Short exercise: Repeat the lines below with "Annotate" switched to "Label" everywhere it appears, and keep everything else the same. Omit the pictures.

☆ ☆ ☆

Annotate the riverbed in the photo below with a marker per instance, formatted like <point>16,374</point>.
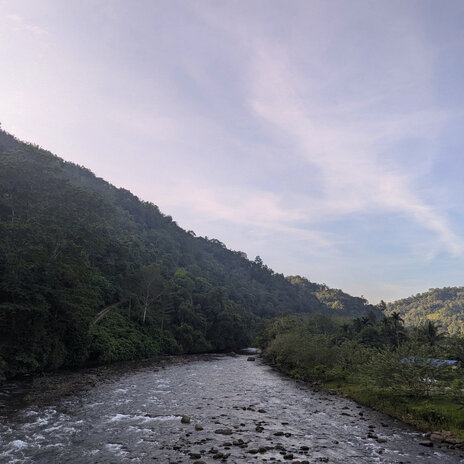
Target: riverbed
<point>218,409</point>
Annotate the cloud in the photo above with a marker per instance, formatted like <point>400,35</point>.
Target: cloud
<point>347,147</point>
<point>18,24</point>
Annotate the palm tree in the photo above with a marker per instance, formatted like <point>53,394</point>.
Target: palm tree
<point>397,321</point>
<point>430,333</point>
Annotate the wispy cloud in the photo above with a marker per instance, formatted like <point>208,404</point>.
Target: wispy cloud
<point>345,148</point>
<point>18,24</point>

☆ ☆ ☆

Solution to this exercise:
Label the riverbed in the photo below with a marker per instance, formatted like <point>16,374</point>.
Target: riverbed
<point>218,409</point>
Label the cloud in the photo above with a marker per instance, formatted like <point>400,35</point>.
Target: cloud
<point>347,147</point>
<point>18,24</point>
Label the palm tree in the photo above with a marker per instance, formatted like <point>53,394</point>.
Target: palm tree
<point>397,321</point>
<point>430,333</point>
Label the wispy cloud in the photo above with a marker per instance, formatted like <point>208,404</point>.
Target: wispy cloud
<point>345,148</point>
<point>18,24</point>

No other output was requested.